Dr. Jeffrey Gladden: So, messenger RNA and RNAs, in general, tend to be fairly fragile. Proteins are reasonably sturdy. RNA is actually not so sturdy, and we do some transcriptomics in our practice and some other things, and collecting the RNA and actually preserving it to get it to the lab work where it can actually be analyzed can be a challenge at times. But I think we have that figured out. Point being, though, how are you handling this product? Are you freezing it? How do you take care of the fragility that's in there?

Dr. Ian White: Yeah, that's a really great point, and I never get that question. So, that's a really good question. RNA is very labile. It breaks down very easily. RNA is all over the place. And that's very important for evolution because if it weren't and you got an aberrant signal that could be perpetuated, you could end up getting some very serious diseases. So, it's very important that the body has a way to break down RNA, which is the direct conduit to making the protein, which is the functional aspect of the cell. DNA, of course, can last for millions of years.

If anybody's familiar with Jurassic Park, they're familiar with the idea that DNA is not labile and very stable, the same with a lot of proteins. They're very stable, especially if you don't heat them. But RNA is very, very labile. And what's fascinating and why this works is because of the extracellular vesicles that these RNAs are packaged into. So, these EVs form a phospholipid bilayer, which is protective and doesn't allow the RNAs in. And so, that's what allows the signals, what we call cargo, to move around the body without being degraded.

And then, when it reaches the target cell, it's liberated through a process of Laplace's law, which allows a small vesicle to deliver cargo to a larger recipient, which is the cell, the membrane's fused, the cargo's delivered, and then the RNA is able to be translated.

Dr. Jeffrey Gladden: Beautiful. So, one of the things in using plasma and some other things, and I'm assuming biologic tissue and that thing, is there any issues with rejection or antigenic stimuli that comes from this where the immune system gets fired up because it's seeing something that's not... is it from somebody else's placenta or somebody else's amniotic fluid or something like that? Are there any concerns or conditions that you've seen related to that?

Dr. Ian White: Well, what's exciting about this field is that we do not see rejection. And in fact, there are a lot of studies that use the umbilical cord blood for bone marrow transplants. So, if you have a cancer patient that can't get a bone marrow match, often you can take one or two units, if we're talking about an adult, of cord blood, and you don't have to worry about an HLA match because they don't get rejected. So, that's really very, very exciting. And it follows for amniotic fluid and other perinatal tissues as well. They're not immune-privileged, but they are immune-evasive, which means that they don't elicit a graft versus host disease response.

> **YOUR TASK**:
Continue the interview about RNA carried in extracellular vesicles, starting after its final sentence. The entries that follow are taken from a separate source and are unrelated to the interview.

> **INFORMATION**:
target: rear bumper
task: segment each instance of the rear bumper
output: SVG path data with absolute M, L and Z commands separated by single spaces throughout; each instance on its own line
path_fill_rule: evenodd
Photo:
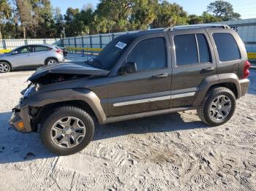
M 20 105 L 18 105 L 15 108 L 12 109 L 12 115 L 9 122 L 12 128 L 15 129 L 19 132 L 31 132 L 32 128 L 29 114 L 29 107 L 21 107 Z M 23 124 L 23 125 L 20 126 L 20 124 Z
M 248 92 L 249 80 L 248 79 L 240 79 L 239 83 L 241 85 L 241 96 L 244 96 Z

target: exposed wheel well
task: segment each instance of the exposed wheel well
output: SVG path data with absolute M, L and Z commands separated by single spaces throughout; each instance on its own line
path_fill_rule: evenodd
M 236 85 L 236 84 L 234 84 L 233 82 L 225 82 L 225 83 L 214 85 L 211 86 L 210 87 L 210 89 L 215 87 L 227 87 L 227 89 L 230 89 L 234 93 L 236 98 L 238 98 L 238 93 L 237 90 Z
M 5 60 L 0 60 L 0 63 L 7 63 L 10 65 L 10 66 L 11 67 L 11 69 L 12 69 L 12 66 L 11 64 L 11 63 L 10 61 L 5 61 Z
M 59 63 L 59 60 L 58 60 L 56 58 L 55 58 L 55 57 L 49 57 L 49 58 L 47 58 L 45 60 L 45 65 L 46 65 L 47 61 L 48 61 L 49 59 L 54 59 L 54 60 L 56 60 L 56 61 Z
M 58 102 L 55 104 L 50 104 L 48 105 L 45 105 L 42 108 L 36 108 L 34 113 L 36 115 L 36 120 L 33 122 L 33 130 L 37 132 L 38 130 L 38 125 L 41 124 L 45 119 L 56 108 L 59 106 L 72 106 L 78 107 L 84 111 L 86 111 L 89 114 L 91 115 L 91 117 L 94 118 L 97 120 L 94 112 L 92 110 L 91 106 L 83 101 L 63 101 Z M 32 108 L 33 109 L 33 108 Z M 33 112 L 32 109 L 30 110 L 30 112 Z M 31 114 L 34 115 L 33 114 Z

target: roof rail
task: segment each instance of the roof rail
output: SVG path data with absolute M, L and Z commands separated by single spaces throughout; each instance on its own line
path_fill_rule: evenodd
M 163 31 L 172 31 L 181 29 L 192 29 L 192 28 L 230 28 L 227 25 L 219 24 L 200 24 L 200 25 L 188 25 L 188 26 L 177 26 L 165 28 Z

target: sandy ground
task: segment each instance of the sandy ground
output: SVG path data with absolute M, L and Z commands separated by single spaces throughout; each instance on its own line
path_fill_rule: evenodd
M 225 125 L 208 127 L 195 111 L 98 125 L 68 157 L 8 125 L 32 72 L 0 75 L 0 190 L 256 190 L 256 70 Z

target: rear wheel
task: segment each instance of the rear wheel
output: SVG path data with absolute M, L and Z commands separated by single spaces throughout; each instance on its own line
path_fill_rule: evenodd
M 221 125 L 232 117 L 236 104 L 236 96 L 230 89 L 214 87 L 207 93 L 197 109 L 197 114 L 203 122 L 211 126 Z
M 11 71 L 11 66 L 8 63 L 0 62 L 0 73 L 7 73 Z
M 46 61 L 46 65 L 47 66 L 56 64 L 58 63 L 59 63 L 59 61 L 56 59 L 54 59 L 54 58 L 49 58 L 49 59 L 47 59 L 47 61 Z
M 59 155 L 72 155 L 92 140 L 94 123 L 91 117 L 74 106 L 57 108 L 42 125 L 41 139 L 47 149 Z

> **RESPONSE**:
They don't cause many problems in the majority of people. Of course, there are always outliers, but we just generally do not see that, especially when we consider the number of people that are being treated around the world with these tissues.

Dr. Jeffrey Gladden: Just out of my own curiosity, walk me through how this actually works. So, a woman is delivering, let's say you collect the amniotic fluid, then it goes someplace, then it's stored someplace, then it's sent someplace else to be used, or just walk me through how that works.

Dr. Ian White: So, we work with FDA registered, ATB accredited, so that's the American Association of Tissue Banking, accredited cord blood banks in the United States, and they have the ability to go into hospitals and work with physicians during scheduled C-sections. These are only C-sections that we utilize. And then, at the time of birth, they've had consent from the mother to collect the tissue. And so, rather than it going into the trash, which usually happens after birth, they're able to collect this tissue. They process it in the sterile environment of the surgical suite, and they send it to our laboratory overnight. So, it's shipped on ice overnight, never frozen, only on ice to keep it cool.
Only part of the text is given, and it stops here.